Data:
"""

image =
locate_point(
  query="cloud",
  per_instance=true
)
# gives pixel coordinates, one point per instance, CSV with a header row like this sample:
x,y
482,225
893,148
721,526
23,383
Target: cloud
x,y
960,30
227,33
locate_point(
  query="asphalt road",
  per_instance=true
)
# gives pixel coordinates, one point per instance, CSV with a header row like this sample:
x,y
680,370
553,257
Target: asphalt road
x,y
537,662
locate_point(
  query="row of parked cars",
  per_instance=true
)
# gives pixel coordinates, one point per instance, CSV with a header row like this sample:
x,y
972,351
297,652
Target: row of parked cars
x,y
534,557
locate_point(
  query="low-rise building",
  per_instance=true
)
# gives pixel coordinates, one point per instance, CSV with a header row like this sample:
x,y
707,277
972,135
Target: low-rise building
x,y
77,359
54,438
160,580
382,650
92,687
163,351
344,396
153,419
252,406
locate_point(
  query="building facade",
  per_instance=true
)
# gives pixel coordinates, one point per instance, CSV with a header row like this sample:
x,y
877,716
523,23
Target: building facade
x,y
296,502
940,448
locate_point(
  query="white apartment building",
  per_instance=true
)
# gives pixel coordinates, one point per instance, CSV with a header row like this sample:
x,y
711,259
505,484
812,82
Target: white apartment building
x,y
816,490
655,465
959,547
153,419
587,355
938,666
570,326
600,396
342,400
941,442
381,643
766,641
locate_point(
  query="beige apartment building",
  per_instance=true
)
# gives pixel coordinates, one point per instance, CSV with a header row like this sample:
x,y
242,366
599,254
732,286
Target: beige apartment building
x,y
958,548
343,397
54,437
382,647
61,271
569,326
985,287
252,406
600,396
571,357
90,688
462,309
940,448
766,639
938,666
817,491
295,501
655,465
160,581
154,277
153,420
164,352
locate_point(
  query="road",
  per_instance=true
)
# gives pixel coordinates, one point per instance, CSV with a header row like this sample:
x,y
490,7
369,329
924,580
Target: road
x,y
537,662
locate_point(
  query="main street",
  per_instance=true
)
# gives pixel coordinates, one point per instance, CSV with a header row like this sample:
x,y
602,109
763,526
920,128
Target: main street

"""

Return every line of the data above in which "street" appears.

Solution for this exercise:
  query="main street",
Target: main street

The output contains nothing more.